>> begin

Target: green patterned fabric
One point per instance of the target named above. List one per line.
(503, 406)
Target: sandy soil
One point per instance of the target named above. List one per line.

>> end

Written instruction: Convert every line of the records above into a JSON list of strings, one string per line, and drop any blank lines.

Task result:
[
  "Target: green patterned fabric",
  "One point per instance of the target named above. List one per line.",
  "(503, 406)",
  "Target: sandy soil",
  "One point per instance of the target named above. List one per line."
]